= EXERCISE MATERIALS =

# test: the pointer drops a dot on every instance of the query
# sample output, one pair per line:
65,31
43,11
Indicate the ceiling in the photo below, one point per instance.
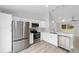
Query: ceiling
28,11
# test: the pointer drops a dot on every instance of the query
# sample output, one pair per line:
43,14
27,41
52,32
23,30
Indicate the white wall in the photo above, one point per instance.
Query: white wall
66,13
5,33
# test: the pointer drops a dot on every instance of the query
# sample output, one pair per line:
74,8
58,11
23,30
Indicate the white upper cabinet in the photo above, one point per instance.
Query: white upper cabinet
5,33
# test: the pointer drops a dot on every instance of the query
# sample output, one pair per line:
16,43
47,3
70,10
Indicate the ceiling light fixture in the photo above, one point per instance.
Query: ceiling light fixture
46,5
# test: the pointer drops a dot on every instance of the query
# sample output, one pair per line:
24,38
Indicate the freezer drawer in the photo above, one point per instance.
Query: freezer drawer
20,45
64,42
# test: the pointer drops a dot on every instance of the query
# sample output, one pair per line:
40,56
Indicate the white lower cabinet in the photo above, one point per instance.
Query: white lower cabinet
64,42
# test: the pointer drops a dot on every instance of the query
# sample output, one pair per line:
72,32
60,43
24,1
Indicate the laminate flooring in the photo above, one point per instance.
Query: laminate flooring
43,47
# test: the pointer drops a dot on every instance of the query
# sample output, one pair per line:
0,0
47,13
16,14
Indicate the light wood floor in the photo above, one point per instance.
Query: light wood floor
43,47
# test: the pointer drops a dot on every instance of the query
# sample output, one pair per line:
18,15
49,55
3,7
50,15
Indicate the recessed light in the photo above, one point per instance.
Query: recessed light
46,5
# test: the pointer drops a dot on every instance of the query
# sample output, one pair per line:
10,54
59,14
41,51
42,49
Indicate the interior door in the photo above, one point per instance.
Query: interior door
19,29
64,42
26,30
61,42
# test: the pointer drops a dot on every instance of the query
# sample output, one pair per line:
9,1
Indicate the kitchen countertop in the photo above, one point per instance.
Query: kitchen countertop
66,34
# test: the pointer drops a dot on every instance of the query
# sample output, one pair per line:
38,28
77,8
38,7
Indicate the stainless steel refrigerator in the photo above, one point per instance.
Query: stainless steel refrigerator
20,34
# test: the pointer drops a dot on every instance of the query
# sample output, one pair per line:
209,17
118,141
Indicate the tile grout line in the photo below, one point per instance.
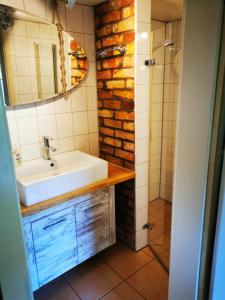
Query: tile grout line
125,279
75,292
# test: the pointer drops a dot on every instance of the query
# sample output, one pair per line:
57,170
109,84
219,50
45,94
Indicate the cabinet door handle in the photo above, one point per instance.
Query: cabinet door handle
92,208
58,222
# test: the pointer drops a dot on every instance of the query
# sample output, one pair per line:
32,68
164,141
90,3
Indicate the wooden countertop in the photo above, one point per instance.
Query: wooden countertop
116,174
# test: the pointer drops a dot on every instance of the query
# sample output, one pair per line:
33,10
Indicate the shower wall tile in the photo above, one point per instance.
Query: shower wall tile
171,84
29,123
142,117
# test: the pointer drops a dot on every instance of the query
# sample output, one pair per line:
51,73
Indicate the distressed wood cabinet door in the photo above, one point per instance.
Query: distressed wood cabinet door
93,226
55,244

==

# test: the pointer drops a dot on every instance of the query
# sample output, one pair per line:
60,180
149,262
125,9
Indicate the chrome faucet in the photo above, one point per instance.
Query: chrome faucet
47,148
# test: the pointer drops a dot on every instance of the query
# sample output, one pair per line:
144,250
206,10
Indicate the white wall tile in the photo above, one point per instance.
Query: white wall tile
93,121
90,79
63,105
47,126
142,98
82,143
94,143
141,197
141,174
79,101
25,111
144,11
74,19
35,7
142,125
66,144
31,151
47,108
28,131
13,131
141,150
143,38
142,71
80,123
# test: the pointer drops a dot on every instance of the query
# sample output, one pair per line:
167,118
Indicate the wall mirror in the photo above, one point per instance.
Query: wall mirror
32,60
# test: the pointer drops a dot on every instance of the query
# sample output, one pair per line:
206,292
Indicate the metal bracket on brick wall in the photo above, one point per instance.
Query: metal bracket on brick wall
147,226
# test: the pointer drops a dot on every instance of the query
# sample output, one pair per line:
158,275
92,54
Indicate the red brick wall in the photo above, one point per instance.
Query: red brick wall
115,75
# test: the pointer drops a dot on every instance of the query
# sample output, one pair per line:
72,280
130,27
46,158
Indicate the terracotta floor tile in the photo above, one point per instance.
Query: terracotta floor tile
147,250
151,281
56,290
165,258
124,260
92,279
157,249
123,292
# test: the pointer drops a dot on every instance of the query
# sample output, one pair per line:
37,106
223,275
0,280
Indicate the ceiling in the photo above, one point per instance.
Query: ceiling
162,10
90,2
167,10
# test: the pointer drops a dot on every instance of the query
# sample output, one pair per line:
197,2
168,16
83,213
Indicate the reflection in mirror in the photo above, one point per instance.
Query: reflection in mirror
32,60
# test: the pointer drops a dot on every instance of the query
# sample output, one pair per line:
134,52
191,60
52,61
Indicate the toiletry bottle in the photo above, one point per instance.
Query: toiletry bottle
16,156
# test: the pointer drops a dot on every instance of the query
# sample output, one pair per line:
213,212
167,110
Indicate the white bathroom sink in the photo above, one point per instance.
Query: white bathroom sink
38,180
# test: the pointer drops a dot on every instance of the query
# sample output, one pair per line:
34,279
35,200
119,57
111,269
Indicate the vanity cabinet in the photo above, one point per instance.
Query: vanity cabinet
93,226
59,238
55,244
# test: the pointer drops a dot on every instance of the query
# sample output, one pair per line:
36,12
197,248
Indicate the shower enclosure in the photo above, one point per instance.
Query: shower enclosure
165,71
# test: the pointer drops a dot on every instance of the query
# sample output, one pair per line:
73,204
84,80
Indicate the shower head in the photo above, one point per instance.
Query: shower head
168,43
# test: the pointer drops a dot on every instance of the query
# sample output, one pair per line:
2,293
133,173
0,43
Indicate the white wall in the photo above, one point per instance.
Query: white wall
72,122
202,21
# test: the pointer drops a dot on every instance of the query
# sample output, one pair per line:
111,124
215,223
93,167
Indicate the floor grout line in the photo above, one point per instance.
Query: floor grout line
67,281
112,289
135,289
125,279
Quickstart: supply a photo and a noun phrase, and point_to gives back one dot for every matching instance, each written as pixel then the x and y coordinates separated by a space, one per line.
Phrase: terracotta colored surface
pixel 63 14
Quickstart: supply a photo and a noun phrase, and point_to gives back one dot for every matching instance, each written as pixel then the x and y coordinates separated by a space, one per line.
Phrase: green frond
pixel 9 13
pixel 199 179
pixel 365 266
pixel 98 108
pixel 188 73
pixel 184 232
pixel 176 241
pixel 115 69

= THE PROBLEM =
Identify every line of the data above that contains the word "metal", and copy each such line. Treat the match as case-sensitive.

= TASK OUTPUT =
Indicate the metal bracket on brick wall in the photo above, one point per instance.
Query: metal bracket on brick wall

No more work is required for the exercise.